Document section
——
Wednesday, August 10, 2011


I’ll be the first to admit that I’m not much of an evangelist, but I'm also glad to admit that I’m working toward the day when I can comfortably affirm my faith before others. While I'm still a bit chary bringing up my faith with family and friends, neighbors and co-workers, there is one group of people with whom I'm a bit more comfortable in sharing my faith. When I give some panhandler a couple of bucks, I try to remember (and I do remember, about 85% of the time), to also give him God’s blessing.
But there's more to it than just giving a panhandler God's blessing, and that's what I'd like to address right here.
Which brings to mind something I’ve been thinking about a lot lately. Panhandlers. Beggers. I’m sure there are other names, but you know who I mean. People who are down on their luck and can't help it, or small-time con men who make it their business to look down on their luck. They often have hand-made signs. They seem prone, if the opportunity presents itself, lets show their physical deformities.  Who try to present, physically, the “case” for making a donation.

Some are frauds, good actors, but one man I saw recently had a sign saying he'd been burned - and he wore his shirt open so you could see the burns and blisters - he should have been in a hospital instead of on the street corner, but his plight broke my heart and opened myself to act in a way I hope God sees as generous.
——
Entries provided
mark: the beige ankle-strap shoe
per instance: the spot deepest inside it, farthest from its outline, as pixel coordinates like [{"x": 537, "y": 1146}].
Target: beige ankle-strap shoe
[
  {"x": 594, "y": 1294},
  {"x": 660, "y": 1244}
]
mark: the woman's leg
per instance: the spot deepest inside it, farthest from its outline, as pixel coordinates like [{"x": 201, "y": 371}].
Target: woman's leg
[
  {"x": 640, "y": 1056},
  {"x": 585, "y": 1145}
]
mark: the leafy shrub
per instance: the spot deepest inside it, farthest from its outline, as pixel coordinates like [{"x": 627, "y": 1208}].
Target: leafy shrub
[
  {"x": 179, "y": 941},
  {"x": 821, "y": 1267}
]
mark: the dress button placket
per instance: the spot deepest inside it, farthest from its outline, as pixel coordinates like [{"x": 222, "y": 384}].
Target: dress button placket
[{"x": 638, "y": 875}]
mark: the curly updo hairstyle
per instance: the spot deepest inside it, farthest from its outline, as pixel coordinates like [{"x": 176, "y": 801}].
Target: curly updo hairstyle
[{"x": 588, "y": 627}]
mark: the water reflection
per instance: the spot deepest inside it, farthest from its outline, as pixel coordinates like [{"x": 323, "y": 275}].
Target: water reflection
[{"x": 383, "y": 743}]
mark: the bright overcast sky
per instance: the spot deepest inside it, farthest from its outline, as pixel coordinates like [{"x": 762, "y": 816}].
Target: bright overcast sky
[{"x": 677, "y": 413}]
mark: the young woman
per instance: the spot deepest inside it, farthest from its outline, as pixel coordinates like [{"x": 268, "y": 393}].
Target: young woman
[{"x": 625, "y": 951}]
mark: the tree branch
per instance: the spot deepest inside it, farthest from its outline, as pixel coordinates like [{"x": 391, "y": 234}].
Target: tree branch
——
Task requirements
1. From the post on panhandlers, extract everything from "Which brings to" down to "sees as generous.".
2. According to the post on panhandlers, how often does the writer remember to give a panhandler God's blessing along with a couple of bucks?
The items can be set aside; nothing here depends on them.

Solutions to each task
1.
Which brings to mind something I’ve been thinking about a lot lately. Panhandlers. Beggers. I’m sure there are other names, but you know who I mean. People who are down on their luck and can't help it, or small-time con men who make it their business to look down on their luck. They often have hand-made signs. They seem prone, if the opportunity presents itself, lets show their physical deformities.  Who try to present, physically, the “case” for making a donation.

Some are frauds, good actors, but one man I saw recently had a sign saying he'd been burned - and he wore his shirt open so you could see the burns and blisters - he should have been in a hospital instead of on the street corner, but his plight broke my heart and opened myself to act in a way I hope God sees as generous.

2. About 85% of the time.